▸ **Detalhes da tarefa**:
Reproduza fielmente a parte do texto sobre furacões que começa nas palavras "Pesquisadores do México, da" e termina logo depois de "errado as perdas.".

Cientistas refazem contabilidade sobre perdas causadas por tempestades tropicais nos EUA e descobrem que mudança do clima pode ser responsável por até 12% dos danos

Pesquisadores do México, da Holanda e do Reino Unido dizem ter resolvido uma questão que há duas décadas perturba os cientistas do clima: se os furacões estão mais intensos com o aquecimento global, por que diabos eles não têm causado mais prejuízos nas últimas décadas do que causavam no começo do século passado? A resposta do grupo é: eles têm, sim. Só que nós estávamos calculando errado as perdas.

Um trio de cientistas liderado por Francisco Estrada, da Universidade Nacional Autônoma do México, refez as contas dos danos causados por furacões nos Estados Unidos de 1900 a 2005, usando uma nova metodologia estatística. Eles descobriram que de 2% a 12% dos prejuízos (um valor que pode chegar a US$ 14 bilhões por ano) são consistentes com o aumento da intensidade das tormentas no período analisado. Este, por sua vez, também é consistente com o aumento das temperaturas oceânicas ao longo das últimas décadas, causado pelo aquecimento anormal da Terra.

A ligação entre furacões mais fortes e maiores danos ao patrimônio e às populações costeiras é um dos debates mais acalorados das ciências do clima, e tira o sono das seguradoras há anos. O senso comum indica que os prejuízos deveriam ser crescentes à medida que a terra esquenta. Mas não era isso que vinha sendo verificado pelos cientistas.

Embora os prejuízos totais por furacões sejam de fato crescentes nos EUA – e nas outras regiões expostas a tempestades tropicais, como atestam hoje mesmo as Filipinas, vitimadas pelo supertufão Koppu –, até agora se achava que a causa desses prejuízos maiores fosse meramente social: a cada ano, colocamos mais gente e patrimônio em locais de risco à medida que a população cresce. Por essa lógica, os furacões estariam mais destrutivos simplesmente porque há mais o que destruir em seu caminho.

Isso não é normal

Na década de 1990, um grupo liderado por Roger Pielke Jr., da Universidade do Colorado, nos EUA, resolveu fazer a chamada “normalização” dos dados de furacões no país. Dividindo o aumento do prejuízo pelo aumento da riqueza, o resultado era zero: simplesmente não havia sinal de aumento da destruição. O trabalho foi amplamente citado e acabou se tornando um pressuposto de estudos posteriores.

“Achamos que isso estava esquisito e resolvemos nos debruçar sobre a metodologia”, disse Estrada ao OC.

O grupo abordou a mesma série de dados usada por Pielke Jr. em seus estudos de “normalização” mais recentes, mas mudou alguns pressupostos na análise. Estrada e seus colegas queriam verificar se as perdas aumentavam na mesma velocidade que a riqueza, como Pielke assumira. “Descobrimos que elas crescem um pouco mais devagar”, afirmou o mexicano.

Registros de rotulagem de locais
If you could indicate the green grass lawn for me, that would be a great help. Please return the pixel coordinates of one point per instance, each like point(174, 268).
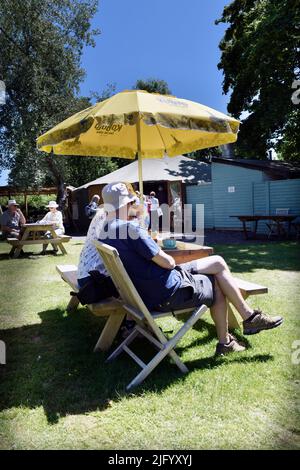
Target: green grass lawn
point(56, 393)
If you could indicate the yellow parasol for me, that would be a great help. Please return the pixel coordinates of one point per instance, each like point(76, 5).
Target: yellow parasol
point(136, 122)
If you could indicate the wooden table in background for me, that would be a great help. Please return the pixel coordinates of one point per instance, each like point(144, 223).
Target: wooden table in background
point(33, 234)
point(185, 252)
point(278, 219)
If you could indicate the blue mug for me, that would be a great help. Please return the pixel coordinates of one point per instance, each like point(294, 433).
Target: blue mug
point(169, 243)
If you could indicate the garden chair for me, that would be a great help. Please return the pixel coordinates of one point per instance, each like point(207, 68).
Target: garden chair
point(277, 227)
point(145, 320)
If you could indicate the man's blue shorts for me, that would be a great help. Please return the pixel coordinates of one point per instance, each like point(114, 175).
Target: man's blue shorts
point(195, 290)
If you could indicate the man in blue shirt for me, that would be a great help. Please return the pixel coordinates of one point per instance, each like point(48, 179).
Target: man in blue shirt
point(164, 286)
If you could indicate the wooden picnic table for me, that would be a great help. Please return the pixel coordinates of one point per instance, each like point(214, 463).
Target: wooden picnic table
point(33, 234)
point(277, 219)
point(115, 313)
point(185, 252)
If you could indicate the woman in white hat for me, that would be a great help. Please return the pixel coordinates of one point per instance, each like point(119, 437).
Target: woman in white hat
point(53, 217)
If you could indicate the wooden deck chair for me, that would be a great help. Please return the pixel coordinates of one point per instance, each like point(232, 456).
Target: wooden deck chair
point(146, 325)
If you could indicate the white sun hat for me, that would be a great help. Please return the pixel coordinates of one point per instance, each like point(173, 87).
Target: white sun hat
point(52, 204)
point(117, 195)
point(12, 202)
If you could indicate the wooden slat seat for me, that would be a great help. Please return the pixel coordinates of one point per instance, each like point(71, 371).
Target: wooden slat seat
point(109, 307)
point(112, 307)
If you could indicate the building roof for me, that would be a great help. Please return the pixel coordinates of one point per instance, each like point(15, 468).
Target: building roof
point(178, 168)
point(274, 168)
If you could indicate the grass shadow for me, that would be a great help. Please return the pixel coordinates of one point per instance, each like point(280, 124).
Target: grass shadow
point(52, 364)
point(283, 256)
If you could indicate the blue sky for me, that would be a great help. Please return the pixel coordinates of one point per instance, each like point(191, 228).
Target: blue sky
point(172, 40)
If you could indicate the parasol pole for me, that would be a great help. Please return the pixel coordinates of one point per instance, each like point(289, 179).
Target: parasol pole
point(140, 161)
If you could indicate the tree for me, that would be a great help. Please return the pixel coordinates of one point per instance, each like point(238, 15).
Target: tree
point(153, 85)
point(260, 61)
point(41, 46)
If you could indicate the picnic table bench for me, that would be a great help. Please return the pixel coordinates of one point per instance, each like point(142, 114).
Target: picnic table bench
point(109, 307)
point(33, 235)
point(113, 309)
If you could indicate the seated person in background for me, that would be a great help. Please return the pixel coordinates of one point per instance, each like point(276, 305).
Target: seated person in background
point(90, 259)
point(53, 217)
point(92, 207)
point(11, 220)
point(166, 287)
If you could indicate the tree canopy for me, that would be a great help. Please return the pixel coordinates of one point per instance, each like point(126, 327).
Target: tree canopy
point(153, 85)
point(41, 47)
point(260, 61)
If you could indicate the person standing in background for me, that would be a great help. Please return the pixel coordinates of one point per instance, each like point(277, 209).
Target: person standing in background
point(155, 212)
point(12, 220)
point(92, 207)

▸ **Resposta completa**:
Pesquisadores do México, da Holanda e do Reino Unido dizem ter resolvido uma questão que há duas décadas perturba os cientistas do clima: se os furacões estão mais intensos com o aquecimento global, por que diabos eles não têm causado mais prejuízos nas últimas décadas do que causavam no começo do século passado? A resposta do grupo é: eles têm, sim. Só que nós estávamos calculando errado as perdas.